In brief, he says that a detailed study of Objectivist epistemology is not necessary for the average Objectivist.
answered Nov 14 '10 at 06:21
Because we live in the time that we do, in a culture that is hideously anti-intellectual, in a social milieu that is racially and religiously fanatic, and in a political atmosphere that is collectivist, it is more important than it would be otherwise to understand epistemology at the level of applications.
Practicing freedom, as well as protecting it, requires the capacity for certainty. "It sounds alright to me," is insufficient to make one's way through the jungle of supernaturalism and cultural and religious dogma, and socio-political justifications that make up the everyday background for our choices and decisions. Since our educational system has been in severe degeneration for many decades, the degree to which our intellectual abilities have been neglected and undercut, both actively and passively, is both great and invisible within each generation.
The pervasiveness of media, and the greater and greater influence media producers have in informing and influencing everyone's daily view of the world and its major events creates still another dimension needing epistemological evaluation. We are less affected by what the people we know think than by a canned message designed by interests not all of which are aligned with reason and truth.
What is needed in response to all of this is not, however, the study of epistemology per se, but a general renewal of the sensibilities and practices of the Renaissance and Enlightenment. How much an educated person was in command of, how adept he was at discussing his own and alternative opinions, how much pride he took in being knowledgeable and unfailingly reasonable, along with the social manners and attitudes that are the natural accompaniment of these things would make all the difference to today's individual. What is really needed is to rediscover Western culture, not to study epistemology.

WORK INSTRUCTIONS -
[A] Quote the passage on Objectivist epistemology from "Practicing freedom, as" to "within each generation.".
[B] In the passage on Objectivist epistemology, what terms describe the culture, the social milieu and the political atmosphere of our time? List them.
[C] Carry on the passage on Objectivist epistemology from the point where it stops.

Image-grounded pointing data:
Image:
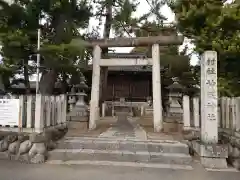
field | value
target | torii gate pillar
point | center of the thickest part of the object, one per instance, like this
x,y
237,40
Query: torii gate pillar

RESULTS BY TASK -
[A]
Practicing freedom, as well as protecting it, requires the capacity for certainty. "It sounds alright to me," is insufficient to make one's way through the jungle of supernaturalism and cultural and religious dogma, and socio-political justifications that make up the everyday background for our choices and decisions. Since our educational system has been in severe degeneration for many decades, the degree to which our intellectual abilities have been neglected and undercut, both actively and passively, is both great and invisible within each generation.

[B]
- hideously anti-intellectual (the culture)
- racially and religiously fanatic (the social milieu)
- collectivist (the political atmosphere)

[C]
answered Nov 14 '10 at 15:55
Mindy Newton ♦
Unless you’re going to be an Objectivist philosopher, you don’t need to “master” Objectivist epistemology. However, you do need to understand its basic ideas. If you don’t understand Objectivist epistemology, you won’t see why reason is an absolute. If you don’t understand the Objectivist meaning of concept formation, the validity of the senses, logic, context, hierarchy, certainty, and the rest of the basic Objectivist epistemological concepts, you won’t really know when something can be objectively classified as knowledge, and, just as important, when it can’t.
Almost as important is the fact that basic principles in other branches of philosophy, ethics and politics, rest on epistemology. Without a firm grasp of Objectivist epistemological principles, you can’t go up the chain of knowledge to understand why rational egoism is proper for a human being. From there, you can’t go further up the chain to see why laissez-faire capitalism is the only moral political system. You also can’t go back down the chain to validate Objectivist ethical and political principles.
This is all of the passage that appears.